→ Page excerpt
....

When The World Can’t Hold You Up: A Reflection On Optimism

“The trick is not how much pain you feel — but how much joy you feel. Any idiot can feel pain. Life is full of excuses to feel pain, excuses not to live, excuses, excuses, excuses.” (Erica Jong)

by John Kolm

Sometimes it's tempting to go down with the ship. Under enough provocation, all of us become miserable, and the only thing worse than being miserable is being miserable and lonely. So we want company. 

Right now the world is going through a trying time, as it has a thousand times before, and as it will a thousand times in the future. Every writer since Pliny has claimed that they were living in the worst and most turbulent of times. 

There's always a voice seeking company in despair. If you choose to use this time to write a book, or to reinvent yourself, or just to spend time with your family, there's always someone urging you to feel guilty because “this is a crisis, not a holiday”. You should listen to despairing voices with the heart, and with empathy, but you are under no obligation to drown - even when the ship sinks right beneath your feet. Swimming toward the shore is not an act of self-indulgence, but an act of life.

....

→ Materials provided
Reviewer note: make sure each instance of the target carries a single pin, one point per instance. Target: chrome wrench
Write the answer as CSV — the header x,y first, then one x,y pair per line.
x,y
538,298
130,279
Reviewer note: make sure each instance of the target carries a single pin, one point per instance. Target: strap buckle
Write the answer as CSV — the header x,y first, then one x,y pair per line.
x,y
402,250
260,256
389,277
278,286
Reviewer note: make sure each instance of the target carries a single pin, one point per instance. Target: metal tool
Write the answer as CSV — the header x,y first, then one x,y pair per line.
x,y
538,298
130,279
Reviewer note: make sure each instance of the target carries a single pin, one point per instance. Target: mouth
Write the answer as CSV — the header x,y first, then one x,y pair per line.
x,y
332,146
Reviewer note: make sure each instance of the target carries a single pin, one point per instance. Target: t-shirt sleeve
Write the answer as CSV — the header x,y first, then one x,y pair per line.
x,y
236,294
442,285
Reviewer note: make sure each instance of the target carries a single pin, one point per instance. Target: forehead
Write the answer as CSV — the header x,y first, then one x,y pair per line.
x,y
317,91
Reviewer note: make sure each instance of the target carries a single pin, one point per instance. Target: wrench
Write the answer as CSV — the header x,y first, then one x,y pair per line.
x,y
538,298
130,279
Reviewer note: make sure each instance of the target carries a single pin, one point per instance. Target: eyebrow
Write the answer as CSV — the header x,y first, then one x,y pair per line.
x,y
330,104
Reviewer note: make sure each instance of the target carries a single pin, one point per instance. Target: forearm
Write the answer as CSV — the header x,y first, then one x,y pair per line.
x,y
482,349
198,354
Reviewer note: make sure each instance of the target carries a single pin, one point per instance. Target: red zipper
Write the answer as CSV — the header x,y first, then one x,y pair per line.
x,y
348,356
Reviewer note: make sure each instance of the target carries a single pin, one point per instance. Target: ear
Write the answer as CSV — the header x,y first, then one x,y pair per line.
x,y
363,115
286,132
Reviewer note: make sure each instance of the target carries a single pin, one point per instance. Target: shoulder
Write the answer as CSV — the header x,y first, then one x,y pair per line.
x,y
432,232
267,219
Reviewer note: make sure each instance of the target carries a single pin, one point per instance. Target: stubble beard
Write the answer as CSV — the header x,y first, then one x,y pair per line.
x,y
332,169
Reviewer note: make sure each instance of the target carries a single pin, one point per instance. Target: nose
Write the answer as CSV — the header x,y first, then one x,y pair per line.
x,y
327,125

....

→ Tasks and exercises
[A] In the records, rewrite the lines from the one containing "instance. Target: nose" through the end of the records, replacing "pin" with "marker" and keeping everything else the same.
[B] Continue the reflection on optimism past its final paragraph.

→ Responses to the tasks
[A]
Reviewer note: make sure each instance of the target carries a single marker, one point per instance. Target: nose
Write the answer as CSV — the header x,y first, then one x,y pair per line.
x,y
327,125

[B]
Sir Isaac Newton did his greatest work when Cambridge University was shut down for the bubonic plague. Mother Julian of Norwich wrote her calming words “All shall be Well”  during the black plague.

We needn’t feel the same obligation to produce a work of genius, yet some love of life, energy and passion is essential to keep the spirit elevated. 

Giving up is an easy task, requiring no skills, and the price for that choice is outrageously high when the bill comes due. 

In the end, and after all the psychoanalytic theory has been rehearsed and unpacked, your appetite for life is just a decision you make.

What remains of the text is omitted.